● **Provided material**
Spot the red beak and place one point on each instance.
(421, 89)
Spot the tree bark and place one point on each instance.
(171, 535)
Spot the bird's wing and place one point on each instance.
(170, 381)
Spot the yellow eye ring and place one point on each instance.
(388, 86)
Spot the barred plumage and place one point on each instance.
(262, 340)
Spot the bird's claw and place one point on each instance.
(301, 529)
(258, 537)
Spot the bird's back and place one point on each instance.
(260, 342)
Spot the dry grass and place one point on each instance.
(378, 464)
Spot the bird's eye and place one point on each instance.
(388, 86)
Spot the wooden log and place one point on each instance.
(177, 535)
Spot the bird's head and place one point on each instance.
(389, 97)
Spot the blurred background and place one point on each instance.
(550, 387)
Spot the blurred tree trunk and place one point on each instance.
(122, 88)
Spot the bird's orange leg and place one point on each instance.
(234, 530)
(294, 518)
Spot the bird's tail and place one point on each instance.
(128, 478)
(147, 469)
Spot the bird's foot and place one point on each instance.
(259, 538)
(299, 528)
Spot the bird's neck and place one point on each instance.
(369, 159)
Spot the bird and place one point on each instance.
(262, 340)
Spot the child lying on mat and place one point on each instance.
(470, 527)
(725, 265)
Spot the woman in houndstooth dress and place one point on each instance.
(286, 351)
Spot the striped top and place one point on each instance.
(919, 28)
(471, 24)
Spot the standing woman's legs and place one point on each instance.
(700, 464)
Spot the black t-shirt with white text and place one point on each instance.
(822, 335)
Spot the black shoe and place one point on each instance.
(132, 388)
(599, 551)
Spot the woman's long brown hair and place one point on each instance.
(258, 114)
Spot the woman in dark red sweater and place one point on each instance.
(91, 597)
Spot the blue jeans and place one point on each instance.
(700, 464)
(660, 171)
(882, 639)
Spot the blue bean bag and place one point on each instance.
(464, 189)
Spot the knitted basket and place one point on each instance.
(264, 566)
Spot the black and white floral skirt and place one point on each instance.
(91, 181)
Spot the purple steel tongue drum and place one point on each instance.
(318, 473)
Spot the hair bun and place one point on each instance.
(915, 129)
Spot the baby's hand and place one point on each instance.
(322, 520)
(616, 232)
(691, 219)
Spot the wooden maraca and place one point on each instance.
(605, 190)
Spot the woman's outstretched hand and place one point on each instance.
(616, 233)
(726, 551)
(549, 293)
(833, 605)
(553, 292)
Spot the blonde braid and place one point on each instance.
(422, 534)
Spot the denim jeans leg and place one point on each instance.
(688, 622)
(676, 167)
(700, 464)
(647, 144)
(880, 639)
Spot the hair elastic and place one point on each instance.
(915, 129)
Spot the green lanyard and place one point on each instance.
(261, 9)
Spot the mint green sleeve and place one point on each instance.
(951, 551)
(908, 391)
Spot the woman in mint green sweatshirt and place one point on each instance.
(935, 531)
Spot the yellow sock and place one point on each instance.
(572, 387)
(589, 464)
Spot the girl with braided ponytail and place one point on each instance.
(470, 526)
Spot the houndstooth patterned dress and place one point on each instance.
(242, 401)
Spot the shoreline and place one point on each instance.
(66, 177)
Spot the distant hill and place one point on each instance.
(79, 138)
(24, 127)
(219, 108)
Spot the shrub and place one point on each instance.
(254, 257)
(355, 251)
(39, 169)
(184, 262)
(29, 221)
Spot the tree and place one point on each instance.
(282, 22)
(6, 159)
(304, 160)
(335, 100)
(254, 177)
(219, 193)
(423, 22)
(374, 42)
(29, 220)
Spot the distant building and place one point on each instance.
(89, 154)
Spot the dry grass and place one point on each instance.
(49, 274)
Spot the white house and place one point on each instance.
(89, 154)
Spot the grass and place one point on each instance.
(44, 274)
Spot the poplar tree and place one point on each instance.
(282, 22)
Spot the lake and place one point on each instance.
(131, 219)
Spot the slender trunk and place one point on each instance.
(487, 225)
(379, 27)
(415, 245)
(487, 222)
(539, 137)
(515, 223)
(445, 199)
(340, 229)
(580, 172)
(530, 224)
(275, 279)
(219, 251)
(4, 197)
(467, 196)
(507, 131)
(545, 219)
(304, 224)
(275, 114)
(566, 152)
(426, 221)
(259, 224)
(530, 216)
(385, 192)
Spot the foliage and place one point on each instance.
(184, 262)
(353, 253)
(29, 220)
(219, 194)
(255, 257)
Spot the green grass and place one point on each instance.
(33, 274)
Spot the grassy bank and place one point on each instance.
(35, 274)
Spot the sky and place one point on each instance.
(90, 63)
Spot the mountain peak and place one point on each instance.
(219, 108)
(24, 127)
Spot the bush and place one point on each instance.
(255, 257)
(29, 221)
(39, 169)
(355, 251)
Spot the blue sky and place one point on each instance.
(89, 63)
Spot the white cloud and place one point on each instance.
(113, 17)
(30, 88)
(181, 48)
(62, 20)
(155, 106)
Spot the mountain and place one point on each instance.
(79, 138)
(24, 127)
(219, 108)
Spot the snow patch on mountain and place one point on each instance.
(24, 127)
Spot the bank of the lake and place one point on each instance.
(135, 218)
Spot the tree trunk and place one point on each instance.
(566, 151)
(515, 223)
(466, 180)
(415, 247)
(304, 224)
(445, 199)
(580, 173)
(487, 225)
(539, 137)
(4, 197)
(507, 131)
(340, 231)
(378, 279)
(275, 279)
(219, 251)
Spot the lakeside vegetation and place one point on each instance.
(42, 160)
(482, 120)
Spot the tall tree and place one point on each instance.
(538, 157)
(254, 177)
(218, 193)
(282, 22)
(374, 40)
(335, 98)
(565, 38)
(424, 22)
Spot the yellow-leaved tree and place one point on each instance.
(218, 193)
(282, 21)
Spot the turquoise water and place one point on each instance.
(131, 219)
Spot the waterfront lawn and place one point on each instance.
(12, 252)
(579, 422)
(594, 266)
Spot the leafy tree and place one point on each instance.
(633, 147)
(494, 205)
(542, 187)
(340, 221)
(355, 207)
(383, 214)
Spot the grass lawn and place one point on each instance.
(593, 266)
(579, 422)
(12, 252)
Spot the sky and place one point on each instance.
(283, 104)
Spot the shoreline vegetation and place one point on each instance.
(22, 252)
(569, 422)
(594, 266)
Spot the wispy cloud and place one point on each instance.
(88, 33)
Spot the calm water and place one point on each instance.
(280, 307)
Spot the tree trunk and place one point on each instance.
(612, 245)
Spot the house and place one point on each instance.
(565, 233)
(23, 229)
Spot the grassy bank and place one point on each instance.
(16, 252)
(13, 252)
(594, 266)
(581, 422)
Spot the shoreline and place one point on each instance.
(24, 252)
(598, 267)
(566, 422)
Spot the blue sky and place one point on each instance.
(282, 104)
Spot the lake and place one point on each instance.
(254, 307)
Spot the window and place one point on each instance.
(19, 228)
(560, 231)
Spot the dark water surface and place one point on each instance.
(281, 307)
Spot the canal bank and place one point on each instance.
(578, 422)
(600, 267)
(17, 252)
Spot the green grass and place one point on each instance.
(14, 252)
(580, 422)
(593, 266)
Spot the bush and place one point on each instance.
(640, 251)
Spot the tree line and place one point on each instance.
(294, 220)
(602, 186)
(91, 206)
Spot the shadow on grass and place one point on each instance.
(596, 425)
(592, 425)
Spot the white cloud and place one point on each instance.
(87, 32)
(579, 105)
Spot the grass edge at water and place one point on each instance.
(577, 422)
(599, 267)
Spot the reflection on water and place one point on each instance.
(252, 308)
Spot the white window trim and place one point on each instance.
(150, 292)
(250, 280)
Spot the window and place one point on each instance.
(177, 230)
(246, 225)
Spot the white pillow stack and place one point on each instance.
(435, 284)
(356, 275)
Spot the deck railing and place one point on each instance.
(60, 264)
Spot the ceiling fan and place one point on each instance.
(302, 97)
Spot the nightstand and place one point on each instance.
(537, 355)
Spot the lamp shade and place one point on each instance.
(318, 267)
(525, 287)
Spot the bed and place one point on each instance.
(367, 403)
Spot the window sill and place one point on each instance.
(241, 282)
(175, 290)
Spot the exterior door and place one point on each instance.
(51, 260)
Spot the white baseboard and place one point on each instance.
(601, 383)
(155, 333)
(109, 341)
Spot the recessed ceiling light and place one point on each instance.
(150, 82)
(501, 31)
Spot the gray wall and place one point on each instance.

● **Exercise requirements**
Please copy exactly, and only, the lines running from the one containing "Spot the exterior" through the end of the listing.

● **Result for this task**
Spot the exterior door and place one point on each instance.
(51, 260)
Spot the white baseboard and place one point on each instance.
(601, 383)
(155, 333)
(109, 341)
Spot the recessed ceiling light and place one point on each instance.
(150, 82)
(501, 31)
Spot the gray wall and place one point on each instance.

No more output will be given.